▶ Page:
================

Pinging @philnik777, if you are interested in reviewing this, because #84663 was the inspiration for this.

github-actions · 2024-07-25T18:04:39Z

✅ With the latest revision this PR passed the C/C++ code formatter.

[libc++] Fix formatting and move min_element.bench.cpp [libc++] Use __invoke instead of invoke [libc++] Fix build issues with find

[libcxx] revert block_size logic [libc++] Replace std::find with impl

ldionne

I have some comments but this seems quite reasonable and the benefits are huge.

ldionne · 2025-03-27T15:19:27Z

libcxx/include/__algorithm/min_element.h

 template <class _Comp, class _Iter, class _Sent, class _Proj>
-inline _LIBCPP_HIDE_FROM_ABI _LIBCPP_CONSTEXPR_SINCE_CXX14 _Iter
-__min_element(_Iter __first, _Sent __last, _Comp& __comp, _Proj& __proj) {
+inline _LIBCPP_HIDE_FROM_ABI _LIBCPP_CONSTEXPR_SINCE_CXX14 _Iter __min_element(


Let's use __enable_if_t instead of using true_type and false_type overloads.

ldionne · 2025-03-27T15:21:51Z

libcxx/include/__algorithm/min_element.h

 _LIBCPP_BEGIN_NAMESPACE_STD

+template <class _Iter, class _Sent, class = void>
+struct __ConstTimeDistance : false_type {};


Let's rename this to __has_constant_time_distance and move it to libcxx/include/__iterator/iterator_traits.h. It can be useful elsewhere.

ldionne · 2025-03-27T15:22:36Z

libcxx/include/__algorithm/min_element.h

+inline _LIBCPP_HIDE_FROM_ABI _LIBCPP_CONSTEXPR_SINCE_CXX14 _Iter __min_element(
+    _Iter __first,
+    _Sent __last,
+    _Comp __comp,


Suggested change

_Comp __comp,

_Comp& __comp,

You can take a reference here.

ldionne · 2025-03-27T15:22:46Z

libcxx/include/__algorithm/min_element.h

+inline _LIBCPP_HIDE_FROM_ABI _LIBCPP_CONSTEXPR_SINCE_CXX14 _Iter __min_element(
+    _Iter __first,
+    _Sent __last,
+    _Comp __comp,


Suggested change

_Comp __comp,

_Comp& __comp,

Here too.

ldionne · 2025-03-27T15:23:15Z

libcxx/include/__algorithm/min_element.h

+  return std::__min_element<_Comp>(
+      std::move(__first), std::move(__last), __comp, __proj, __ConstTimeDistance<_Iter, _Sent>());


And here just pass __comp directly as a reference.

Suggested change

return std::__min_element<_Comp>(

std::move(__first), std::move(__last), __comp, __proj, __ConstTimeDistance<_Iter, _Sent>());

return std::__min_element(

std::move(__first), std::move(__last), __comp, __proj, __ConstTimeDistance<_Iter, _Sent>());

ldionne · 2025-03-27T15:24:51Z

libcxx/include/__algorithm/min_element.h

Can we do the same for max_element? Can we implement max_element in terms of min_element by inverting the predicate?

@mrdaybird Hi, I would like to give a try for std::max_element using similar approach if thats ok!

================

▶ Information provided:
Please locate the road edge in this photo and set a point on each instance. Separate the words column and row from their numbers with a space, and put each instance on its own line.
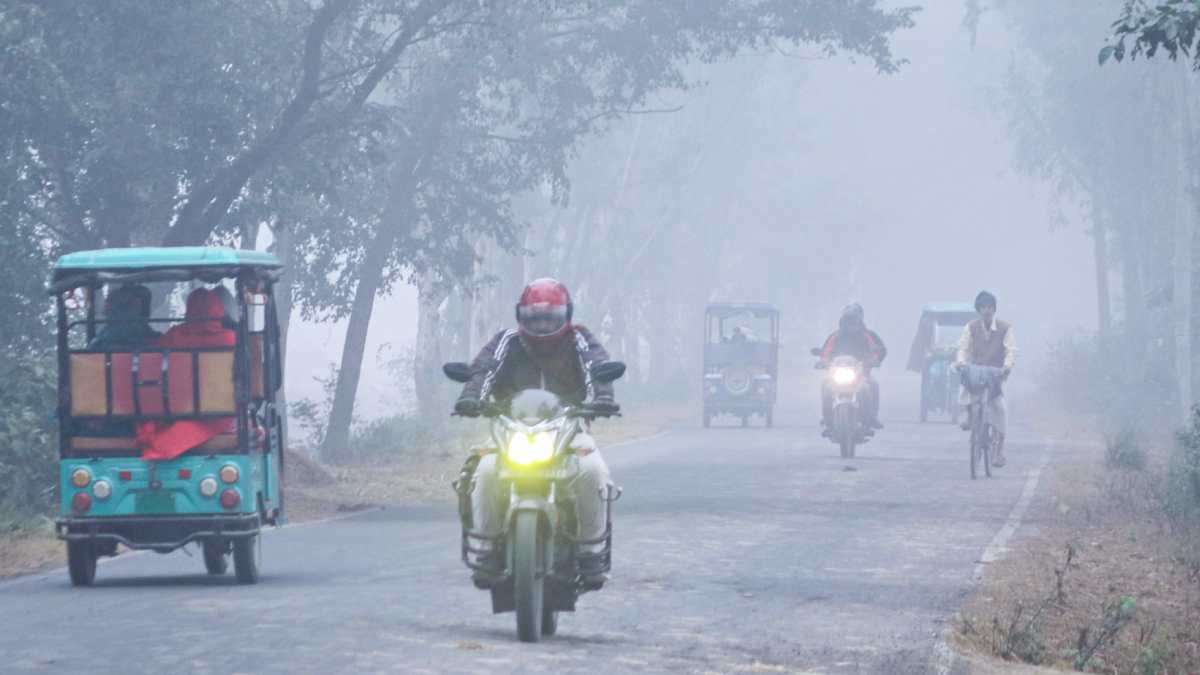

================

▶ Set tasks:
A) Summarize the review thread in two sentences.
B) In the review thread, what new name does ldionne suggest for __ConstTimeDistance?
The listing has no connection to the review thread.

▶ Solutions in order:
A) The reviewer ldionne called the pull request quite reasonable, with huge benefits, and left several comments on libcxx/include/__algorithm/min_element.h. These ask for __enable_if_t in place of the true_type and false_type overloads, a rename of __ConstTimeDistance to __has_constant_time_distance with a move to libcxx/include/__iterator/iterator_traits.h, and passing __comp by reference; ldionne also asks whether max_element could be done the same way.

B) __has_constant_time_distance